[[ Source document open ]]
A Never Ending Story
For more than 20 years, the wine trade has been debating on the best way to close wine bottles in order to avoid so-called cork taint. There is no question that this happens repeatedly, and it spoils the enjoyment of the wine. The unpleasant musty taste is caused by trichloroanisole, a chlorinated, aromatic hydrocarbon.
The following theories on this subject, published in various media, are exaggerated and presumably depend upon who publishes them or on whose behalf they are published. The choices here range from producers of plastic corks, screwtops, glass corks, the natural cork industry to environmentalists.
- Natural cork is affected by trichloroanisole because of improper handling (drying).
- 10 to 20 % of all wines have cork contamination.
- Plastic corks are just as suitable as natural corks for wines which are stored for many years.
- Plastic corks contain "softeners" which can enter the wine if it is stored for a long period of time and which can cause health problems.
- Wine cannot breathe and mature if glass corks are used.
- Environmental associations are afraid that the cork oak forests in Spain, Portugal and Sardinia will disappear.
[[ Source document closed ]]
[[ Given information open ]]
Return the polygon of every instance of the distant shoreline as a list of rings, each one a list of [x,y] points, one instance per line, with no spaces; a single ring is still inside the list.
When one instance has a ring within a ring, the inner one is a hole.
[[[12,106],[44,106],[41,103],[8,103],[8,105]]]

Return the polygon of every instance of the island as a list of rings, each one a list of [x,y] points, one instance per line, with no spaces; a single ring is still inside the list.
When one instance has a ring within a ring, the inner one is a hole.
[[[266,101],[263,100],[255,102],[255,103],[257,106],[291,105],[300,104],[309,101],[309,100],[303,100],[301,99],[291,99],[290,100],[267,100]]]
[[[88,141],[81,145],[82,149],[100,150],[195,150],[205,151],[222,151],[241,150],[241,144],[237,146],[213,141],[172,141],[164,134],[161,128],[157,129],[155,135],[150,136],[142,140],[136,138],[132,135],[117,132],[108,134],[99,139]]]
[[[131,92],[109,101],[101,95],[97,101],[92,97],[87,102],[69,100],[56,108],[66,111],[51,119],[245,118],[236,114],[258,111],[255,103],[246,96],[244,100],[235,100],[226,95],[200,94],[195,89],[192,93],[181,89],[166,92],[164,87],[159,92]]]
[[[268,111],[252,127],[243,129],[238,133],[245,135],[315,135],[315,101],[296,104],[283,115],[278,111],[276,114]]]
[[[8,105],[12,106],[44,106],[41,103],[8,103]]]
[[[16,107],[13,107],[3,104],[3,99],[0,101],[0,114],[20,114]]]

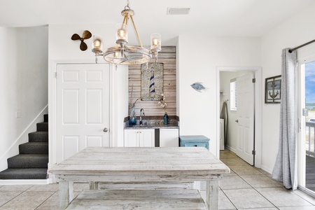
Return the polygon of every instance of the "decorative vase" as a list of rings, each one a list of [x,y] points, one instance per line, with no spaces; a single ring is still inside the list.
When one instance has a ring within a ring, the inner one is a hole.
[[[136,124],[136,115],[134,112],[134,106],[132,106],[130,111],[130,116],[129,117],[129,125],[133,125]]]
[[[167,125],[169,124],[169,115],[167,115],[167,113],[165,112],[165,114],[164,115],[164,124]]]

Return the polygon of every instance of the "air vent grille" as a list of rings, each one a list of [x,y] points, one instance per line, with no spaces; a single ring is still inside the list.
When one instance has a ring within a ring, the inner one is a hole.
[[[169,7],[167,15],[188,15],[190,10],[190,8]]]

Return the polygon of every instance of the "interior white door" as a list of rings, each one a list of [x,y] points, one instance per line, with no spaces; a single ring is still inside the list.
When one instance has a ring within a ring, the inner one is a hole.
[[[253,73],[237,78],[237,155],[253,165],[254,146]],[[238,121],[238,122],[237,122]]]
[[[57,163],[110,146],[109,64],[57,65]]]

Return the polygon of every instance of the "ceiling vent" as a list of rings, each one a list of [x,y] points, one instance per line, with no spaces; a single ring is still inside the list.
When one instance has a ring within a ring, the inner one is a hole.
[[[168,7],[167,15],[188,15],[190,8]]]

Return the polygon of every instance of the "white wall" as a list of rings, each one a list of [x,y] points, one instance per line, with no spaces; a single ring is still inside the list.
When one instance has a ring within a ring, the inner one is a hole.
[[[281,74],[282,49],[295,48],[315,38],[314,11],[313,4],[262,37],[263,80]],[[309,55],[315,55],[315,43],[298,50],[298,59]],[[263,104],[262,116],[262,168],[272,172],[278,152],[280,104]]]
[[[74,34],[82,36],[84,30],[102,37],[104,48],[115,45],[115,24],[82,24],[49,25],[49,137],[50,167],[55,162],[55,66],[58,63],[94,63],[95,56],[91,51],[92,38],[85,40],[88,50],[80,50],[80,41],[72,41]],[[99,63],[106,62],[102,57]],[[128,115],[128,71],[127,67],[118,65],[117,70],[111,64],[110,72],[111,113],[110,136],[113,146],[123,145],[123,119]]]
[[[18,153],[17,145],[28,141],[20,135],[48,104],[48,27],[0,27],[0,37],[1,171]]]
[[[227,143],[228,149],[236,153],[237,148],[237,123],[235,120],[237,119],[236,111],[230,111],[230,83],[231,79],[237,78],[246,74],[244,71],[221,71],[220,72],[220,92],[223,92],[225,95],[220,97],[220,113],[222,111],[223,101],[228,100],[227,104]]]
[[[200,43],[201,41],[202,43]],[[178,40],[178,91],[180,135],[204,135],[210,151],[217,154],[216,67],[260,66],[260,38],[206,37],[184,34]],[[206,91],[190,87],[201,82]]]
[[ Given information closed ]]
__Work task 1__
In the text on cork taint, what substance causes the unpleasant musty taste in wine?
__Work task 2__
Continue the text about closing wine bottles from the point where it ends.

__Expected answer 1__
Trichloroanisole, a chlorinated, aromatic hydrocarbon.

__Expected answer 2__
None of the publications of which I am aware have claimed that the increase in cork contamination is connected with the way in which the cork oak forests are managed. Whereas 40 years ago the bark of the cork oaks was stripped at intervals of between 12 to 14 years, this has now been reduced to between 8 and 9 years with the help of strong artificial fertilization. In order to protect the cork oaks from fungal decay and mold, it is customary today to use fungicides containing chlorophenol, which presumably produces trichloroanisole during its biological decomposition.
After considering the advantages and disadvantages of the individual systems, which wine closures a wine-grower uses and which ones the wine drinker favors still seems to be a question of personal preference today.
If the owners of the cork oak forests were to switch to biological farming methods, they would be able to produce flawless corks once again.